## TASK
Rewrite everything from the row containing "Pin every instance of the skeleton rib" down to the row containing "(1049, 740)" as a numbered list, with blank lines left out.

## MATERIALS PROVIDED
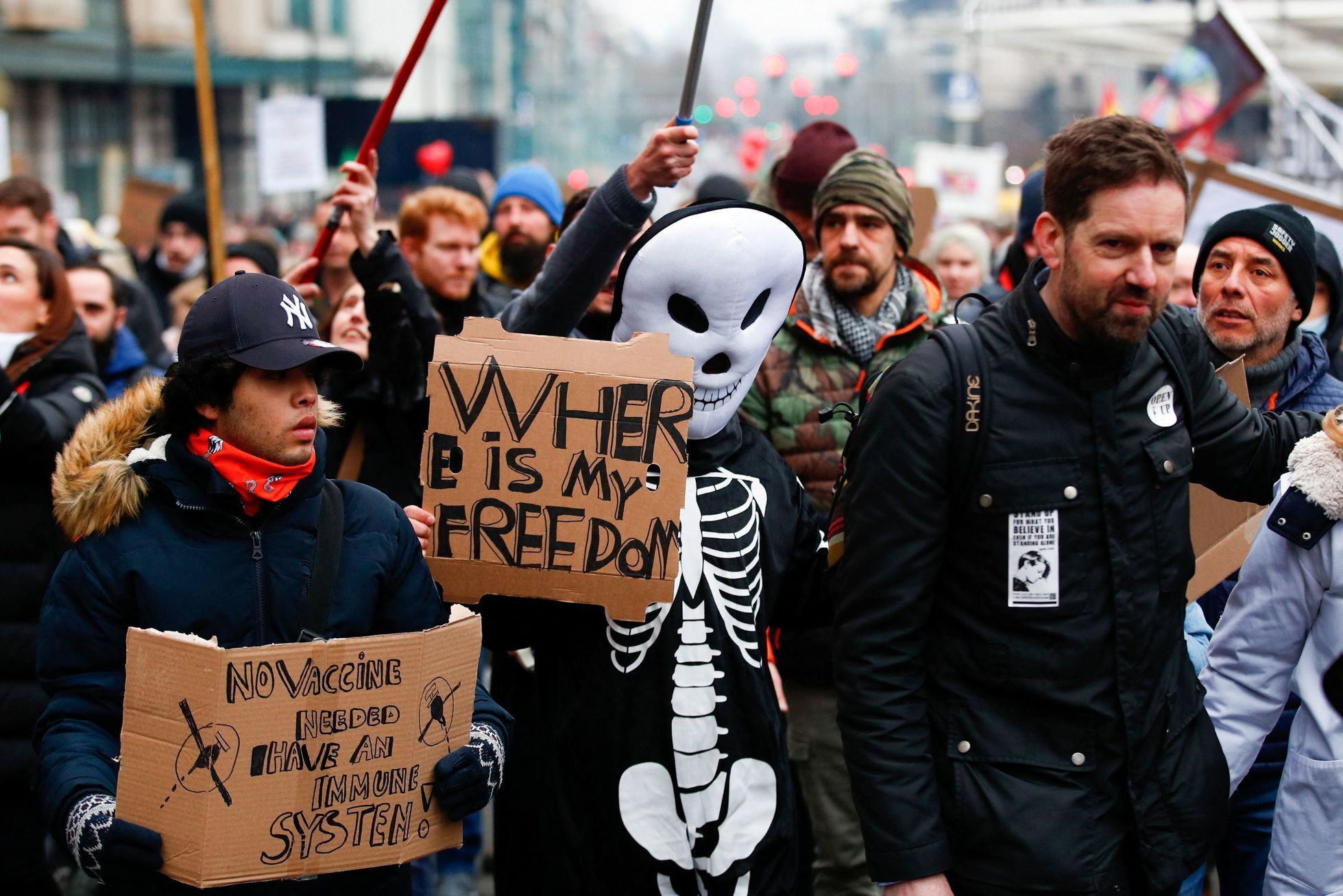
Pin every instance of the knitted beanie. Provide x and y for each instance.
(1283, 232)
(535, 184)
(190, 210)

==

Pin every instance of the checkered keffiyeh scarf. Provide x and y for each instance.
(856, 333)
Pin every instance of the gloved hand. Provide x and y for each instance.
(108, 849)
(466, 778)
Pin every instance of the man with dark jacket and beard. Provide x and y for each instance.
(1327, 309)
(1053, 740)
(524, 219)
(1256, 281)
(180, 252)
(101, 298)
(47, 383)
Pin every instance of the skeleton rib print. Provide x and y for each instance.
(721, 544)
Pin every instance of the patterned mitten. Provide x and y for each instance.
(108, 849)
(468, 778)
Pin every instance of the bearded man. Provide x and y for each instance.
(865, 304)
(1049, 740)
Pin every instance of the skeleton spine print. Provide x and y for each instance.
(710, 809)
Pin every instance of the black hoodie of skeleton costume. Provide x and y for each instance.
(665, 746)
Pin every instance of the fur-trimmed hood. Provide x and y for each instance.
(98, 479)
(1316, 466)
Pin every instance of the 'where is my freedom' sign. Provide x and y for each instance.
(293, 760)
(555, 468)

## EXERCISE RESULT
1. Pin every instance of the skeleton rib print. Provide x and y for each instance.
2. (721, 544)
3. Pin every instance of the patterned mitten. Provide x and y for each instance.
4. (108, 849)
5. (468, 778)
6. Pin every instance of the bearded man. Provide x and y for each instance.
7. (865, 304)
8. (1049, 740)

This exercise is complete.